• [What you need to do] Among the lines of the records, please find those that contain the word "visible" and copy them.

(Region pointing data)
-=-=-=-=-
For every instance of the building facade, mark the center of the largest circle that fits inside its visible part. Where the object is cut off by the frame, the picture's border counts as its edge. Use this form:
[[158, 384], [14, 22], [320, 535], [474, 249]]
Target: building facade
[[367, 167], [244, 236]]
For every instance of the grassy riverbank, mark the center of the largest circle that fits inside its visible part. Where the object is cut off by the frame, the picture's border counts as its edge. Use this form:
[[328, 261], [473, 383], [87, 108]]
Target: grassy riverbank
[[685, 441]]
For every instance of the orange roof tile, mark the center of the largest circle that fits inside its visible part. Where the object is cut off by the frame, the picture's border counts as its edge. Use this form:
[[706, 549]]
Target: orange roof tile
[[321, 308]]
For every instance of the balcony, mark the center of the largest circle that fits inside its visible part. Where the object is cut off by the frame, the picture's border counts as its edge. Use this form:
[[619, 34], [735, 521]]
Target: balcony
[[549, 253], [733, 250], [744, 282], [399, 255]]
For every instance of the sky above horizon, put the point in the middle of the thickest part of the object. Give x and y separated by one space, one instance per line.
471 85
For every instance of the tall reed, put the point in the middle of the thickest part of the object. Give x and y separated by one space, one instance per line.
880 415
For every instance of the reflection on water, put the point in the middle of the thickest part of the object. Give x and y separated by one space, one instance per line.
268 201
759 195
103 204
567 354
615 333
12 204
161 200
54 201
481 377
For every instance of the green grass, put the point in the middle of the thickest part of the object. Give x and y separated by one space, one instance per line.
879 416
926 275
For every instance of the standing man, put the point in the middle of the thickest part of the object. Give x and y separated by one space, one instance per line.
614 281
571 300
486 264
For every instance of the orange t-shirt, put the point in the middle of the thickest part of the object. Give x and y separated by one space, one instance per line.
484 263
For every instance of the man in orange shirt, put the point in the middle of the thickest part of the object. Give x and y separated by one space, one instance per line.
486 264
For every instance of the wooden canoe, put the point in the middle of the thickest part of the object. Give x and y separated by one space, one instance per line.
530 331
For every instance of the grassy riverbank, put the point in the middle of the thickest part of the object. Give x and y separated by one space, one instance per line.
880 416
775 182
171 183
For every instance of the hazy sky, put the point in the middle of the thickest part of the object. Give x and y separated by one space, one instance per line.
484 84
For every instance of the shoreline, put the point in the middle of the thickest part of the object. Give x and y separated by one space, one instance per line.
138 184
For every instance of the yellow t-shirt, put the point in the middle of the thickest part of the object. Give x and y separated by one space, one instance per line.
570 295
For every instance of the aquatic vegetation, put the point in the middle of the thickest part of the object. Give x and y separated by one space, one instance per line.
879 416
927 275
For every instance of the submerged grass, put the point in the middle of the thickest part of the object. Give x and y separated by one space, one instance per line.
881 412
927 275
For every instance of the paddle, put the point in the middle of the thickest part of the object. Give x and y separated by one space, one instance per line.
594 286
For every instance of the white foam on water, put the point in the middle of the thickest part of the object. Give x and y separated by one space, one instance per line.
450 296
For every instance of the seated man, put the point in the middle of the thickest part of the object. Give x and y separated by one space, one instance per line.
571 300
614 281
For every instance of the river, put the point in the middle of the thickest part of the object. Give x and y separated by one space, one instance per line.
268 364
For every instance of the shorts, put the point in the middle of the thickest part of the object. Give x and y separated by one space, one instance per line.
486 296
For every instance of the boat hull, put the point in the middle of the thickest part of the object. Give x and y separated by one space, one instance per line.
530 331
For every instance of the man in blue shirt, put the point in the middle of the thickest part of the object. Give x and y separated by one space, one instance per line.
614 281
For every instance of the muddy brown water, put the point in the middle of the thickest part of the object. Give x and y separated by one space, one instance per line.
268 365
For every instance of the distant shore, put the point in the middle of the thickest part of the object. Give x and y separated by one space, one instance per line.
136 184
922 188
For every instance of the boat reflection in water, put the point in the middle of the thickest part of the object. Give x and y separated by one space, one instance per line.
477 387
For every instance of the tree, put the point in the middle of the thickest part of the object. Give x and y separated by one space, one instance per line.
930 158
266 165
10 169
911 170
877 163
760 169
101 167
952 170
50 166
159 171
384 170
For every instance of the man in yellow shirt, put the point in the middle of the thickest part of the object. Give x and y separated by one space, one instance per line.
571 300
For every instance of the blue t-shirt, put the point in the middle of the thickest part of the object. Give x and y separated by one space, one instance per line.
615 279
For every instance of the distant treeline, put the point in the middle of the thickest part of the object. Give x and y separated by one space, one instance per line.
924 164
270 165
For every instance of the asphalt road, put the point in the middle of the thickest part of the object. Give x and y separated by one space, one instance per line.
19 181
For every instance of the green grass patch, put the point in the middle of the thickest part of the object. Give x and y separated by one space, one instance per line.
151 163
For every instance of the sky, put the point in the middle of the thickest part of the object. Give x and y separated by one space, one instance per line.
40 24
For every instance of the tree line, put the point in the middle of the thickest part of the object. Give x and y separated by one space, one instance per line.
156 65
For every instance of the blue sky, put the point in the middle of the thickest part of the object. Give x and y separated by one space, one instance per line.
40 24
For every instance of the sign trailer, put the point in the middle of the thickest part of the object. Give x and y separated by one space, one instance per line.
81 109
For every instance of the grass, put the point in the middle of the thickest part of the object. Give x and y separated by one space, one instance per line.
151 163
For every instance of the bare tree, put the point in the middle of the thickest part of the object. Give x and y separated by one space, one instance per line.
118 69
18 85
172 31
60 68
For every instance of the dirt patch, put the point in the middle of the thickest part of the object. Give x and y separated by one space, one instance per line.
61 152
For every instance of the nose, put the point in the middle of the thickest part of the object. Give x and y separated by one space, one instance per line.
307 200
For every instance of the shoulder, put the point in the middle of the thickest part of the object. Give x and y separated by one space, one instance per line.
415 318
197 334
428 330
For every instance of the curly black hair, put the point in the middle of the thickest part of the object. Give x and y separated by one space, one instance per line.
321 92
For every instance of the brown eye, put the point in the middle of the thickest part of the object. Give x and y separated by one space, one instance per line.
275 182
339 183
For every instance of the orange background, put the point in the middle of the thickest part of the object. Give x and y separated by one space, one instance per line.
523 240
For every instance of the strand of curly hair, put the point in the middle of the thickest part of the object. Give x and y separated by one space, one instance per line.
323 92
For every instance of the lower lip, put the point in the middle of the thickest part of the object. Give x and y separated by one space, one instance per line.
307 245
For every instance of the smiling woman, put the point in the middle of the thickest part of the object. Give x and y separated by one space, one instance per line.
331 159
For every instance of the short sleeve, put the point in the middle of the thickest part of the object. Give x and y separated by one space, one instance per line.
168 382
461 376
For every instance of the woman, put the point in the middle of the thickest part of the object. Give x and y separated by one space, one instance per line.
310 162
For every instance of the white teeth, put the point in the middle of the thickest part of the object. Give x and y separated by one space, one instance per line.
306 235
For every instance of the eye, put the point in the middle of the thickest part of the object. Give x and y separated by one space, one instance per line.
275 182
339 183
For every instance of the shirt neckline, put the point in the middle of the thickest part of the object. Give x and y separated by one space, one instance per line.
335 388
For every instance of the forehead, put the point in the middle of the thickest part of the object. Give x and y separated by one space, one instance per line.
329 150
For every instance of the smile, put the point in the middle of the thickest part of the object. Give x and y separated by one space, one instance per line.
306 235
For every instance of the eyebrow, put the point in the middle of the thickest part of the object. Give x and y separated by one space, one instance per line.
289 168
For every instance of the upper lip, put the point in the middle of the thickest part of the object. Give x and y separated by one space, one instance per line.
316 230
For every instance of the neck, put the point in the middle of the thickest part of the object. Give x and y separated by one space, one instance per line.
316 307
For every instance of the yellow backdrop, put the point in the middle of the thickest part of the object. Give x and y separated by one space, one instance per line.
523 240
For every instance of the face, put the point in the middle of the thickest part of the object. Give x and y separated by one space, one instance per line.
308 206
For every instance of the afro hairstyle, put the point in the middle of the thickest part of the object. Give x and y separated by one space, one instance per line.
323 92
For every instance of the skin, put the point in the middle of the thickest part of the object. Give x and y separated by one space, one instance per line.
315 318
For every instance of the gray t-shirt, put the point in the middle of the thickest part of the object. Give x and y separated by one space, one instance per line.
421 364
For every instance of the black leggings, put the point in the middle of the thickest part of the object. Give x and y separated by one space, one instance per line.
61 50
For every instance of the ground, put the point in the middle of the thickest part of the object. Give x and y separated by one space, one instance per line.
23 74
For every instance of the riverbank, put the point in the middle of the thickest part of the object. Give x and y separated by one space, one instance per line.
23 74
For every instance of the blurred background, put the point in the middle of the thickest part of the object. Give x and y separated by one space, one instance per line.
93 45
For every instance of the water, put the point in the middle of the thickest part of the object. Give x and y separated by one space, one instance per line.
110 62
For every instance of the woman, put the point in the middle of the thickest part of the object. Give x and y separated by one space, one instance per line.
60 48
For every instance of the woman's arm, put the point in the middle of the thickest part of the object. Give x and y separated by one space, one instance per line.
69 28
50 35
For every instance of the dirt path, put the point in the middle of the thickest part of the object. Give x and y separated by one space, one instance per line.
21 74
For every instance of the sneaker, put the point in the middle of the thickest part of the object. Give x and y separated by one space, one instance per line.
-=-=-=-=-
• [Answer area]
For every instance of the building facade, mark the center of the largest circle that fits inside its visible part. Where the object is cut off by the frame, the picture's border counts as its edge. Use this form:
For every instance of the grassy riverbank, mark the center of the largest circle that fits inside its visible part. Where the object is cut off by the frame, the picture's border counts as its edge. Use this form:
For every instance of the orange roof tile, mark the center of the largest circle that fits inside its visible part. Where the object is cut off by the frame, the picture's border counts as its edge. Use this form:
For every instance of the balcony, mark the center of the largest circle that fits inside its visible part. Where the object is cut off by the frame, the picture's border counts as its edge. Use this form:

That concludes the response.